● **Passage**:
* * * * *

Simple, High-Quality & Joyful Study of Dance


Salon Performance a Success

Last Thursday’s Salon Performance was a triumph. On September 29, 2022 at 7:00 pm an audience of just over ninety gathered at The Trolley Barn in Atlanta, Georgia for an evening of dance and conversation. The evening include a visual art exhibition of works that were catalysts for dances presented during the evening or works created during the project. After the performance of the dances, audience members offered questions for the artists to answer and discuss. Photographs from the evening can be seen here.

The visual art exhibition included work by three artists, Margaret Katz Nodine (1956-2015), Abraham Walkowitz (1878-1965) and John Ramspott. Three by Margaret Katz Nodine a four by five foot, oil on canvas was presented and is the image which inspired Carolyn Stine McLaughlin’s dance, Beauty Through Mattus. Two reprints, Isadora Duncan, in Green, Dancing and Woman in Red Dancing by Abraham Walkowitz were on display. Douglas Scott’s dance, You Were Once Wild Here, was in part a reaction to works by Walkowitz. The last groups of visual art pieces displayed were by photographer John Ramspott. They included a group from the Olmstead Linear Park Series and a selection of three images from the Inman Park Dance Festival Series.

* * * * *

Can you rewrite the part of the Salon Performance report that opens with "Simple, High-Quality &" and closes with "be seen here.", putting "night" in place of "evening"? The lines after this come from a different source than the Salon Performance report.

* * * * *

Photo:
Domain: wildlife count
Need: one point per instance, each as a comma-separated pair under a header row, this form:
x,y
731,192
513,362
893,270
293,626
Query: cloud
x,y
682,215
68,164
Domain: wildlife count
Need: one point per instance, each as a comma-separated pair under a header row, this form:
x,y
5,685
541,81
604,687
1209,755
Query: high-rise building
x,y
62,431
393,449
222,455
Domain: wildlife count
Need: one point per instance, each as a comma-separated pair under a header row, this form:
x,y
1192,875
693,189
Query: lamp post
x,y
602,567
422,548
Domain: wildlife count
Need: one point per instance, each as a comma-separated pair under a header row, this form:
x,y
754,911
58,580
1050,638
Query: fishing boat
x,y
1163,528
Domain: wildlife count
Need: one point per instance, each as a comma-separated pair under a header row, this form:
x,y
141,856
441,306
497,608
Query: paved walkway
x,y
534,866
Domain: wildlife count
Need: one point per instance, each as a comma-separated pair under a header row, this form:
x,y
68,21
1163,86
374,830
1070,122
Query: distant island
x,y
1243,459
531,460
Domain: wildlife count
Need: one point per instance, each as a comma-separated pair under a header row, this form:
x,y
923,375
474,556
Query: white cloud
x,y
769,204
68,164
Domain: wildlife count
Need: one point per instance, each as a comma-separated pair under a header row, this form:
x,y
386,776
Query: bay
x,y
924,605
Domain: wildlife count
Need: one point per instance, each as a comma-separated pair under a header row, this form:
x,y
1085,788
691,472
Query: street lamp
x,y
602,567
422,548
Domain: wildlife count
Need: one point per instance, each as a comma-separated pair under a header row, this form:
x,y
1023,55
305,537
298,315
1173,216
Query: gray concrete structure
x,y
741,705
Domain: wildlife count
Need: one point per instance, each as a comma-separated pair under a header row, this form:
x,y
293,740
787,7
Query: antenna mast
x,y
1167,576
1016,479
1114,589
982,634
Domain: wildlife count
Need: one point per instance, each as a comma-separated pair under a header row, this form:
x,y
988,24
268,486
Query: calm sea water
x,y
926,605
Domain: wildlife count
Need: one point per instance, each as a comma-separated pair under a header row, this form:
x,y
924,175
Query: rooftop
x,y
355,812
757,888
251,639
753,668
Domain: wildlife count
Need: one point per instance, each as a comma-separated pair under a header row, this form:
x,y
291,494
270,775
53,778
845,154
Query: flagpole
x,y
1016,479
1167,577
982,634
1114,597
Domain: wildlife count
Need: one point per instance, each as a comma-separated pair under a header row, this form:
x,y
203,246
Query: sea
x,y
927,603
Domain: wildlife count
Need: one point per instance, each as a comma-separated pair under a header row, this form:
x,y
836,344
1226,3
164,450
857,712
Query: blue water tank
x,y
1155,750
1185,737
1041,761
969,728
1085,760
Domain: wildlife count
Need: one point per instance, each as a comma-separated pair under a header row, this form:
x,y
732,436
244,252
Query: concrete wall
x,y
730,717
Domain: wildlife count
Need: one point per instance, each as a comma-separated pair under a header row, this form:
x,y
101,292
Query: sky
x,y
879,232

* * * * *

● **Exercise solution**:
Simple, High-Quality & Joyful Study of Dance


Salon Performance a Success

Last Thursday’s Salon Performance was a triumph. On September 29, 2022 at 7:00 pm an audience of just over ninety gathered at The Trolley Barn in Atlanta, Georgia for an night of dance and conversation. The night include a visual art exhibition of works that were catalysts for dances presented during the night or works created during the project. After the performance of the dances, audience members offered questions for the artists to answer and discuss. Photographs from the night can be seen here.